• **TASK GOAL**
Rescale the lines between the one containing "Expected: one point per instance of the jar" and the last line, inclusive, and write out only those lines again, requests included. Multiply every coordinate in the answers by 0.65 and round it to a whole number, rounding halves up, while leaving the request text and its format sample unchanged.

• **INPUT ROWS**
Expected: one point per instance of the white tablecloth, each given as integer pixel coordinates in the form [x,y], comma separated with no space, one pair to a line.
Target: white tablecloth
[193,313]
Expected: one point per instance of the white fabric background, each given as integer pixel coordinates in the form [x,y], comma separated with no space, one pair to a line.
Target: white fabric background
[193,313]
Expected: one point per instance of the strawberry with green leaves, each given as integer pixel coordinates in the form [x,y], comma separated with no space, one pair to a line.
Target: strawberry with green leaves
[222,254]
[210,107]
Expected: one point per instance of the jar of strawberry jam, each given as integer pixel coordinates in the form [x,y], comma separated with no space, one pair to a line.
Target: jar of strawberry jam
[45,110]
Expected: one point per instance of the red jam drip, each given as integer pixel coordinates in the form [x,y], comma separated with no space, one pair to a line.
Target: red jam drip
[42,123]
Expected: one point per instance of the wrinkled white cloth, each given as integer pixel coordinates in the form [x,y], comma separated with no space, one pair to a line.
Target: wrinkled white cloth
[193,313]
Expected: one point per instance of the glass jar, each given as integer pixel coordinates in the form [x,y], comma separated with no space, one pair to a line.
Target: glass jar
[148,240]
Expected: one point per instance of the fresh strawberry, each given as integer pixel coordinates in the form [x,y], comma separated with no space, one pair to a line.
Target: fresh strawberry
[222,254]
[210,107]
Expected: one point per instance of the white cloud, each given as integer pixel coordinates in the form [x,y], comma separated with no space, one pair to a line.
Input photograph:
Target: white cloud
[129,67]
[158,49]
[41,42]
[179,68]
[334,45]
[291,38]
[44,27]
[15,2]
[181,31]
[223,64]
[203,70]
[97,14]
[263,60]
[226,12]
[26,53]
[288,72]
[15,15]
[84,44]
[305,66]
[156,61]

• **FINAL RESULT**
Expected: one point per instance of the jar of strawberry jam, each given as integer pixel coordinates in the form [x,y], comma separated with no space, one pair to a line.
Target: jar of strawberry jam
[29,72]
Expected: one point per instance of the red jam drip, each given as integer pixel coordinates in the form [x,y], comma separated with no space, one pair to a line.
Target: red jam drip
[27,80]
Expected: one point per instance of the wrinkled white cloth, each given as integer pixel coordinates in the form [x,y], comma separated with no space, one pair to a line.
Target: wrinkled white cloth
[125,203]
Expected: one point per instance of the glass jar, each given as integer pixel coordinates in the form [x,y], comma separated with no space, one pair to a line.
Target: glass jar
[96,156]
Expected: one point per instance of the fresh strawberry, each given as integer pixel coordinates in the form [x,y], comma separated with no space, one pair to a line.
Target: fresh strawberry
[144,165]
[137,70]
Expected: one point per instance of the white cloud, each given as integer pixel coordinates in the form [x,y], comma separated with no space, one pair to a line.
Input photograph:
Target: white cloud
[84,44]
[103,32]
[27,27]
[116,44]
[217,29]
[189,25]
[29,18]
[10,1]
[118,20]
[145,42]
[132,46]
[63,9]
[171,39]
[147,8]
[17,34]
[187,47]
[10,10]
[55,29]
[198,43]
[101,40]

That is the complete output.